___ Text to read

# Pending restart!!



## joewom (Dec 10, 2013)

Must be 20.4.7!!!


----------



## rsnaider (Apr 25, 2002)

It is and the intro video is fixed.


----------



## BigJimOutlaw (Mar 21, 2004)

Added my stuff to the priority list on the first day and the boxes aren't getting it on forced connections. It always meant Day 1 for me until now. Another PL black hole?


----------



## joewom (Dec 10, 2013)

BigJimOutlaw said:


> Added my stuff to the priority list on the first day and the boxes aren't getting it on forced connections. It always meant Day 1 for me until now. Another PL black hole?


Not sure I have updated 5 minis so far. Roamio updated and the plus is recording now and wife is watching the xl4 but it did get the update it's pending restart.


----------



## andyf (Feb 23, 2000)

bigjimoutlaw said:


> added my stuff to the priority list on the first day and the boxes aren't getting it on forced connections. It always meant day 1 for me until now. Another pl black hole?


+1


----------



## Mikeguy (Jul 28, 2005)

Ditto.


----------



## JWhites (May 15, 2013)

I posted this in the priority list thread, so I guess I'll post it here too.


> Just updated my Roamio, Mini, and Premiere 4 a few minutes ago to 20.4.7. Can confirm the TiVo intro video now plays to it's entirety once again. Only thing I noticed that is different is under System Information, on the last page it says Flash Player Version @772285/release-mips on the Premiere and Flash Player Version @772285/release-mipsel on the Roamio and Mini. It used to say mainline3/2014.09.11-1305. I haven't noticed anything else yet.


----------



## joewom (Dec 10, 2013)

I can confirm the audio issue has been greatly reduced. While it still exists going from TV Central to live TV and vice versa its only a second now. I was seeing up to 5 seconds before. Other then the into video that is all so far. I didn't mess too much with it as it was 1130 when I got done updating all my TIVO's.

______
___ Recorded information

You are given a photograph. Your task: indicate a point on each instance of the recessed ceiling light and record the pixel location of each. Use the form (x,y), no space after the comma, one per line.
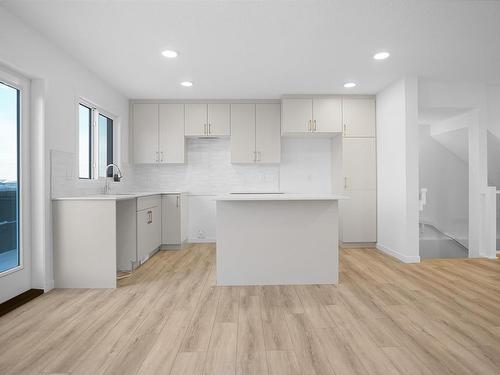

______

▸ Work to complete
Answer these from the TiVo update forum thread:
(a) Which software version did the posters update to?
(b) According to JWhites, what did the Flash Player Version line under System Information used to say?
(c) In joewom's last post, how long does the audio issue last now when going between TV Central and live TV, and how long was it before?

▸ Reply
(a) 20.4.7
(b) mainline3/2014.09.11-1305
(c) Only a second now, compared with up to 5 seconds before.